**Instruction:**
In the records from the line containing "the white bedding" through the line containing "<point>190,20</point>", change "white comforter" to "white duvet" and give those lines again with nothing else altered.

-------

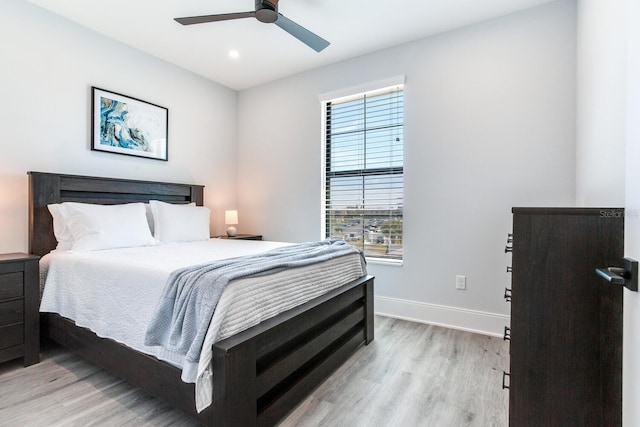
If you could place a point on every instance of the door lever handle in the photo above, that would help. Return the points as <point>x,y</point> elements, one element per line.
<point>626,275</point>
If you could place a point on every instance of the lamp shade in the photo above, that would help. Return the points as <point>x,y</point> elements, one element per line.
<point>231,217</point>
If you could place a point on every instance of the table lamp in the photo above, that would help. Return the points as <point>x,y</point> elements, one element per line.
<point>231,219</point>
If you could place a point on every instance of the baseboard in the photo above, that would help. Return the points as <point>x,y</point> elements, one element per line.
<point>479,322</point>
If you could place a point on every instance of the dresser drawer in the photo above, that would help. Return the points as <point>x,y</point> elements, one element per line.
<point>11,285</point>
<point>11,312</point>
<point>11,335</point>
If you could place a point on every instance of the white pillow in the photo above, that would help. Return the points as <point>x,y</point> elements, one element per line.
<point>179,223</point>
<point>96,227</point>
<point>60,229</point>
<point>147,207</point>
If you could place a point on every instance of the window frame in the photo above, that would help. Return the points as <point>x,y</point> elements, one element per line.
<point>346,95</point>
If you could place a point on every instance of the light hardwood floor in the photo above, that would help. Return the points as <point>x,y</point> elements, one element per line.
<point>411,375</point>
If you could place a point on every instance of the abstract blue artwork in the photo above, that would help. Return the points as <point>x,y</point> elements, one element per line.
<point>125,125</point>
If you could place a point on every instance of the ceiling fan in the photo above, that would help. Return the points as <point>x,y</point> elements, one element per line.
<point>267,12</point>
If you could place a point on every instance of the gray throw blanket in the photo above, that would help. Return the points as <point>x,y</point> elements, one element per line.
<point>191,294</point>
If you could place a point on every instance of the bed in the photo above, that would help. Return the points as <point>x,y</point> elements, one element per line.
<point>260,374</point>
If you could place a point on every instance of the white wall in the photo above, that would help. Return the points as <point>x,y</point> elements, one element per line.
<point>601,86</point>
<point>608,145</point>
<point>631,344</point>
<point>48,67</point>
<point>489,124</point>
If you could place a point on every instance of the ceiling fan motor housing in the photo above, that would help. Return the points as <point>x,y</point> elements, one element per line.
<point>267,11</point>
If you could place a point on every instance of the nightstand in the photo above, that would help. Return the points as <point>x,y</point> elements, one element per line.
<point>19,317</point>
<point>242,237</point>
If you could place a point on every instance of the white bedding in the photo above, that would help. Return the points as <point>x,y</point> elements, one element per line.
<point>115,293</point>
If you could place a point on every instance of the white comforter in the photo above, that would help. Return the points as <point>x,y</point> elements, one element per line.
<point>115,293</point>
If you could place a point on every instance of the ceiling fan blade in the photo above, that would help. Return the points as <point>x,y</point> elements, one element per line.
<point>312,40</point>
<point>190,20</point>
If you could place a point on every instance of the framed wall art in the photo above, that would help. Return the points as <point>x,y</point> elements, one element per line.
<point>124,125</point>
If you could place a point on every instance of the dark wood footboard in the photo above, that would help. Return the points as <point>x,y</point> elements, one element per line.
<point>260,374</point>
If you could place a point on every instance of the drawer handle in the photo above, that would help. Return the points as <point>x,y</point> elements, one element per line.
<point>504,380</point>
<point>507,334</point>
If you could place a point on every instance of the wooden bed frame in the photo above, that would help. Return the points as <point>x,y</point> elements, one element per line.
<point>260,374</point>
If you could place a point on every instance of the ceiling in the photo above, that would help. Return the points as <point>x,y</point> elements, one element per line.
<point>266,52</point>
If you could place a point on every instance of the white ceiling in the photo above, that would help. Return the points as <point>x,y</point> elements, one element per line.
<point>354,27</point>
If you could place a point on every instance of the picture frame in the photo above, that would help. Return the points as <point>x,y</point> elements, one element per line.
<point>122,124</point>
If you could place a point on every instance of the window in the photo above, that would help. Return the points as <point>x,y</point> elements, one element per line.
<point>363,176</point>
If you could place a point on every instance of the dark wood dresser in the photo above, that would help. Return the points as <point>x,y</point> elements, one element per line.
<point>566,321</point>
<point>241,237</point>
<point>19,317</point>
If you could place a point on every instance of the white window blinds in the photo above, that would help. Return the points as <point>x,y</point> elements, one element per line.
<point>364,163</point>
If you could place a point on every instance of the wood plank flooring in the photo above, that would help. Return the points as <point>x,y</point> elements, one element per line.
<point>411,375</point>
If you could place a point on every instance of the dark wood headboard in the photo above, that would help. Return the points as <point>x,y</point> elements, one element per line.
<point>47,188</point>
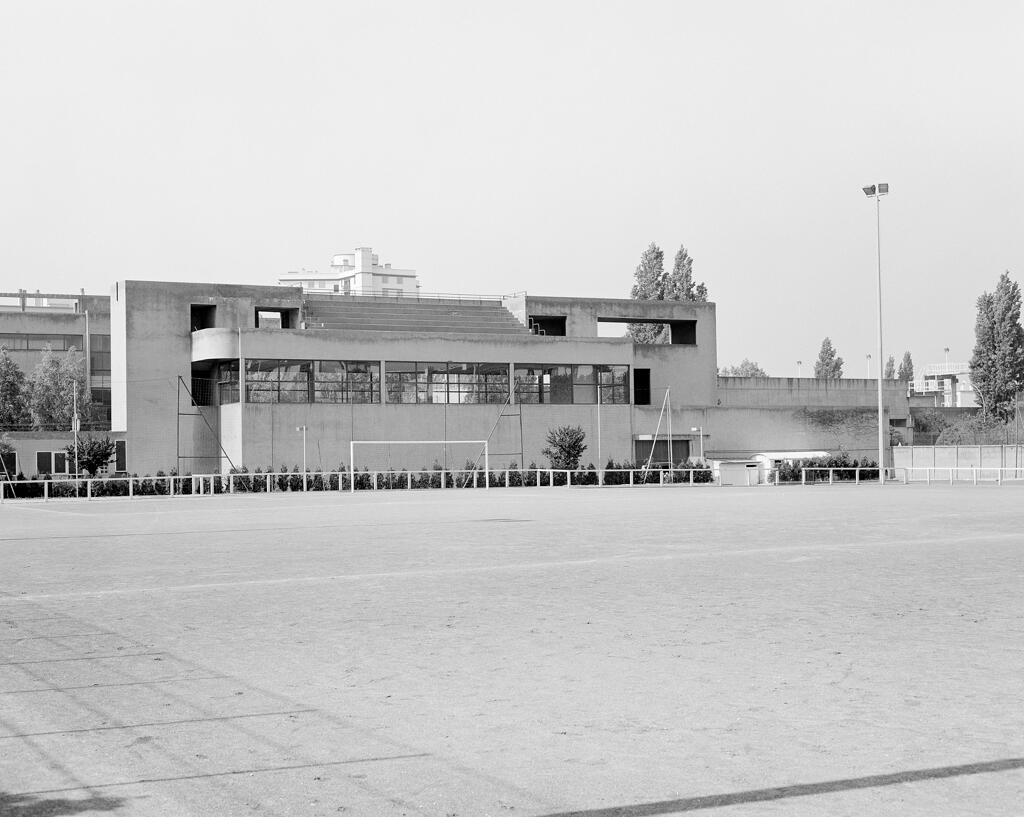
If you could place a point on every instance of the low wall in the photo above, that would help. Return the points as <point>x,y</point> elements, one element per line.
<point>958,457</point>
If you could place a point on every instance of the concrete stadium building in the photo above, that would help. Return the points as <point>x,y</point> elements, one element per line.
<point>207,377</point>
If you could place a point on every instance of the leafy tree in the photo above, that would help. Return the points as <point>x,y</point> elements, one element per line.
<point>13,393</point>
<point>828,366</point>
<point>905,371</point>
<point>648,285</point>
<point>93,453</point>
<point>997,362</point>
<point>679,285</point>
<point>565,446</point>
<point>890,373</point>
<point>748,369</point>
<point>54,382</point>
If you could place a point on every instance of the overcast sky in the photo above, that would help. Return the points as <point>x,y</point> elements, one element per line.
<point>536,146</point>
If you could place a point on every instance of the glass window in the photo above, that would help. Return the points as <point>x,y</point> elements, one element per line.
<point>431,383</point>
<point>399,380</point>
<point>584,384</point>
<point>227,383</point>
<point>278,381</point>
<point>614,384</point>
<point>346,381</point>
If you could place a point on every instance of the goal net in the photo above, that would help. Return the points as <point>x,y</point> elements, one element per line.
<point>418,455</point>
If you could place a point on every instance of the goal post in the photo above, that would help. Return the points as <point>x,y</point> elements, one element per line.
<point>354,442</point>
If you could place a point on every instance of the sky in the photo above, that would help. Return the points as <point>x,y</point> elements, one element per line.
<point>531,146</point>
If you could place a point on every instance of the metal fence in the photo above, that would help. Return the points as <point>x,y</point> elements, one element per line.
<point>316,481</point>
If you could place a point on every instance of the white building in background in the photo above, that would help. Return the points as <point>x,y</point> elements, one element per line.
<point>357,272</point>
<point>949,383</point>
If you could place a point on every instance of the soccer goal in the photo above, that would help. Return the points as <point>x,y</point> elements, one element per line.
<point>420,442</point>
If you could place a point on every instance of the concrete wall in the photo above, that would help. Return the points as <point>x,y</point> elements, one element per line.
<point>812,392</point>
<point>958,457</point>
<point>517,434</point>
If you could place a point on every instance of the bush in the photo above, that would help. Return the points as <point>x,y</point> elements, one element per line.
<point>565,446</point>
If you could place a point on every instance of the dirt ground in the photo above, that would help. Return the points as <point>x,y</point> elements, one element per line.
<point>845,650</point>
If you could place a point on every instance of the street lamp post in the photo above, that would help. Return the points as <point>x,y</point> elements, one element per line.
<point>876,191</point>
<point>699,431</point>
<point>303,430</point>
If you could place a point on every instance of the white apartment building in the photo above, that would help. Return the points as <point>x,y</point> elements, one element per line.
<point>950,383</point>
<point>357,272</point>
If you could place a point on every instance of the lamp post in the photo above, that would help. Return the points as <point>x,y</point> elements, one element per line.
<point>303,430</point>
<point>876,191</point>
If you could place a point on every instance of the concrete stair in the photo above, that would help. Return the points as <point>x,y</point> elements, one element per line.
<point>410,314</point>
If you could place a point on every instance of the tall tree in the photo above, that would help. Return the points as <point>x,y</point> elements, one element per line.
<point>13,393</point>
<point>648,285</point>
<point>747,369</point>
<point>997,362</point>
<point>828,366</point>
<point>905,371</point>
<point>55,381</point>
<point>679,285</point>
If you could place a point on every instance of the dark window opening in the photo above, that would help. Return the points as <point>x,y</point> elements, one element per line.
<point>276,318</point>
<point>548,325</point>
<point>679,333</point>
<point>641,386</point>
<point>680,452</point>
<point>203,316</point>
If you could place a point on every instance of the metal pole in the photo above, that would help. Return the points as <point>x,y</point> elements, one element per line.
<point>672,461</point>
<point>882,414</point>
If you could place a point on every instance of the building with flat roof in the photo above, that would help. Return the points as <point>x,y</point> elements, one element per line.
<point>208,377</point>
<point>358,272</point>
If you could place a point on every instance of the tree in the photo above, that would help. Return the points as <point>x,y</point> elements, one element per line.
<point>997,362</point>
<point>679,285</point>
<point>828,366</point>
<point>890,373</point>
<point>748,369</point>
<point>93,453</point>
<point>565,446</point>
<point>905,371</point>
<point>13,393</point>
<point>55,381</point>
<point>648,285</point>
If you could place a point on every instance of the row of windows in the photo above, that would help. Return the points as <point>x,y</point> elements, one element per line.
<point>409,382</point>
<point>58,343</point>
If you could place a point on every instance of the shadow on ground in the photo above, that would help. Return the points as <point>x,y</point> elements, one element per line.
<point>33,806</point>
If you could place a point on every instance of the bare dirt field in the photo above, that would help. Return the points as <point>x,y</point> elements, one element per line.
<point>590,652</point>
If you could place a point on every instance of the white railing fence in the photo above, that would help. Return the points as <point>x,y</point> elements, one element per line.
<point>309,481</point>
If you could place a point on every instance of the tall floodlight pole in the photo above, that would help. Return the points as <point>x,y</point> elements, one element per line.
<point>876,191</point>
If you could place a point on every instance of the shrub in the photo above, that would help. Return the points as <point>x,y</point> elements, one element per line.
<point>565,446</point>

-------

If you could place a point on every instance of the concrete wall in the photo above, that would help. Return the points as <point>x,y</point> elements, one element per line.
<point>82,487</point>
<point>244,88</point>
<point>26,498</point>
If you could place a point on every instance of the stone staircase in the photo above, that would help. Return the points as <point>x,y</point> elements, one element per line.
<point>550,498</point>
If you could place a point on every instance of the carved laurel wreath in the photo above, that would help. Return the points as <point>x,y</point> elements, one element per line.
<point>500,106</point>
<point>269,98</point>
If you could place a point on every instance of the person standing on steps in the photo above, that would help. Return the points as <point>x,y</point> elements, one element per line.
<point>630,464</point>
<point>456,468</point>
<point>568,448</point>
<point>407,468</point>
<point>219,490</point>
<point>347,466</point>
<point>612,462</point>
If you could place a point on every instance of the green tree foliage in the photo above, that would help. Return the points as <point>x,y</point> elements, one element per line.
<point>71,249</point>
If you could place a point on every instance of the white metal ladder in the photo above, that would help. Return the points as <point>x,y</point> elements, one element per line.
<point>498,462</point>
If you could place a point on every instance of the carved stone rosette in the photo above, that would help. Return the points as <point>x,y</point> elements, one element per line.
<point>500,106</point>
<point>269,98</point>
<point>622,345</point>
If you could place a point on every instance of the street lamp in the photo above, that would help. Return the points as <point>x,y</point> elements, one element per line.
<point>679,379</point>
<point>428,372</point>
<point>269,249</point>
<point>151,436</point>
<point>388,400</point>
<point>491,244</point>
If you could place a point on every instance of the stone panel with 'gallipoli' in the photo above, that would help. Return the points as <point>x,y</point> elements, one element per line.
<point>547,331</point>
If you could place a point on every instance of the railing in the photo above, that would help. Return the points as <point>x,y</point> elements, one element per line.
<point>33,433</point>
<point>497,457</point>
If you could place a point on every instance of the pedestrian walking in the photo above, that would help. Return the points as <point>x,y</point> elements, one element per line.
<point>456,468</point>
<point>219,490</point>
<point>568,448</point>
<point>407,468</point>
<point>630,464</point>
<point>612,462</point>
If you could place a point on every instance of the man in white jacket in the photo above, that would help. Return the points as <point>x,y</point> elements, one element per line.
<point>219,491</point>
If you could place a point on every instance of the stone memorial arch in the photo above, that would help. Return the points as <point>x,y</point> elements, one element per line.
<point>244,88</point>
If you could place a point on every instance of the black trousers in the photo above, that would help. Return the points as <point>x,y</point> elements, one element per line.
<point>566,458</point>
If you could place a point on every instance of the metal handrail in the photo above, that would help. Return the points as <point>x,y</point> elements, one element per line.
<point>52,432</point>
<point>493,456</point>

-------

**Answer to the task:**
If you could place a point on every instance of the white bedding in the photo above, that would help. Return the points as <point>x,y</point> elements, one element per line.
<point>115,293</point>
If you could place a point on every instance of the white duvet in the photo above, that would help. Return the points as <point>x,y</point> elements, one element per line.
<point>115,293</point>
If you could place a point on every instance of the ceiling fan blade in the photo above, that would help. Return the points as <point>x,y</point> elements, one element per line.
<point>312,40</point>
<point>190,20</point>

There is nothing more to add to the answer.